# start of DATA SUPPLIED
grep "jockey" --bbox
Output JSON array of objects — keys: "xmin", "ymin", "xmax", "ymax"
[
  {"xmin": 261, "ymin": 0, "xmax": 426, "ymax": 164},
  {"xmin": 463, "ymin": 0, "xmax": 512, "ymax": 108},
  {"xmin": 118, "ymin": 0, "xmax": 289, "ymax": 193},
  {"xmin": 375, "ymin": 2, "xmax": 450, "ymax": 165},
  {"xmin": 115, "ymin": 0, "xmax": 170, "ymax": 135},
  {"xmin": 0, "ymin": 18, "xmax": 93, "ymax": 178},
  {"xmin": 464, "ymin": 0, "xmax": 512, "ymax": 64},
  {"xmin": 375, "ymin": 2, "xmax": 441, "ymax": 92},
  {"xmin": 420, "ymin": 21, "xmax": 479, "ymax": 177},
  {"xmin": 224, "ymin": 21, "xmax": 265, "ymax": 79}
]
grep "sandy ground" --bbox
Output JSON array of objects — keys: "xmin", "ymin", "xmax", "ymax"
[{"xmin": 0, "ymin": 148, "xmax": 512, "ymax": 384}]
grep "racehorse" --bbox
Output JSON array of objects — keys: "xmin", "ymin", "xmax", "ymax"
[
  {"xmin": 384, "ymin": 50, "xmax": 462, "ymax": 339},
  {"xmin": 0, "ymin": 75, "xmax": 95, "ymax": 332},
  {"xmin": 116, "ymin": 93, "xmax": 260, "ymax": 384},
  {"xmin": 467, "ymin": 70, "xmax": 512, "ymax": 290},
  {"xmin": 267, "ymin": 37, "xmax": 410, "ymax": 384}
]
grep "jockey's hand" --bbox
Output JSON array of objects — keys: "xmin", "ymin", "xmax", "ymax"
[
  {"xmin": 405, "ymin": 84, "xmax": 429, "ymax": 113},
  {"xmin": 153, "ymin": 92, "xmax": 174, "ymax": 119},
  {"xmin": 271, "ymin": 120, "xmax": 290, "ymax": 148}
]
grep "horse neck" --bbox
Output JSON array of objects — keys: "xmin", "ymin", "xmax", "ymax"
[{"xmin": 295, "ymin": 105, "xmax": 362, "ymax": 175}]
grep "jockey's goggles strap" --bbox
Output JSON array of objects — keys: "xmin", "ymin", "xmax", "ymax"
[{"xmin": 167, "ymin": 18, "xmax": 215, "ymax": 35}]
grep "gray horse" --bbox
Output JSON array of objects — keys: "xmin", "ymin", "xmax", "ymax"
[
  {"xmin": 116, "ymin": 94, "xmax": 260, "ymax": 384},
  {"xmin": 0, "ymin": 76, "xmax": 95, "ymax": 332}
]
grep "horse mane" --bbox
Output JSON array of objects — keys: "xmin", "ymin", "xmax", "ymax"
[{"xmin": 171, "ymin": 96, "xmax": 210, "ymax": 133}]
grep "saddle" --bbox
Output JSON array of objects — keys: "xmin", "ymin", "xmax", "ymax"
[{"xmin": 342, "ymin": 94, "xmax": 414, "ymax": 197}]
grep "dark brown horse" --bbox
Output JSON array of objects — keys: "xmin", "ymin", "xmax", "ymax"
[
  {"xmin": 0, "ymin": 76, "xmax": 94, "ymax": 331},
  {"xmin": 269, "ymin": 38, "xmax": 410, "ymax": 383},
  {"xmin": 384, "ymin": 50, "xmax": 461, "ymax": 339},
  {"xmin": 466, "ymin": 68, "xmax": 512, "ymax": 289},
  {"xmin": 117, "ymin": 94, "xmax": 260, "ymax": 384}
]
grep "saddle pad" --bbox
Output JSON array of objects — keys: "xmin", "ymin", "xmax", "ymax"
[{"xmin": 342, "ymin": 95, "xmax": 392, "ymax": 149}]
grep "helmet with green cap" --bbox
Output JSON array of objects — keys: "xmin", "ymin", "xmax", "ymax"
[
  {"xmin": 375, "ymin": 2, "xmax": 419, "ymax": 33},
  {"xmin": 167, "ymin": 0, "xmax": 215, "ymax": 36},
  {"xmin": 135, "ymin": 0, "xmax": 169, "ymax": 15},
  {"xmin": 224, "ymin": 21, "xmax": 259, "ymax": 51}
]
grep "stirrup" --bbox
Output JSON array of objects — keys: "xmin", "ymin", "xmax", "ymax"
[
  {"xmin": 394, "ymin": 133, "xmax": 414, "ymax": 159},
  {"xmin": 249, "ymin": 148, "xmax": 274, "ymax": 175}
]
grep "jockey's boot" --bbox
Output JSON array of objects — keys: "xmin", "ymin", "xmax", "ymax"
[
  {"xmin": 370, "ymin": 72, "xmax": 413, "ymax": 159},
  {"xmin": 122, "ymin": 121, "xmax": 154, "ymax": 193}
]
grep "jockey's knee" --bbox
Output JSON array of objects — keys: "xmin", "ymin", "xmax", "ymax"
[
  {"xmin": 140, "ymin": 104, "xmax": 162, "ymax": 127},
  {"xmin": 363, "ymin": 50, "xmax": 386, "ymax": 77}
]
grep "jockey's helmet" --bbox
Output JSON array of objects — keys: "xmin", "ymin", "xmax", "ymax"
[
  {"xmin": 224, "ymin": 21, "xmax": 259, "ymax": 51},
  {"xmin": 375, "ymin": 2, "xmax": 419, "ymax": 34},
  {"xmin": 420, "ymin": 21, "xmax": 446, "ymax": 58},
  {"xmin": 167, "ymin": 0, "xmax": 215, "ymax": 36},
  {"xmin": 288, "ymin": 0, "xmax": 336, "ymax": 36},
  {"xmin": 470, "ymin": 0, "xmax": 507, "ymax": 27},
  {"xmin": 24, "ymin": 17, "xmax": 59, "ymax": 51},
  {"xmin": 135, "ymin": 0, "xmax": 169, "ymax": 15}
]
# end of DATA SUPPLIED
INSTRUCTIONS FOR THE TASK: Return every line from the rows above that contains the word "jockey", copying each one in full.

TASK OUTPUT:
grep "jockey" --bbox
grep "jockey's hand" --bbox
grep "jockey's goggles strap" --bbox
grep "jockey's boot" --bbox
grep "jockey's knee" --bbox
grep "jockey's helmet" --bbox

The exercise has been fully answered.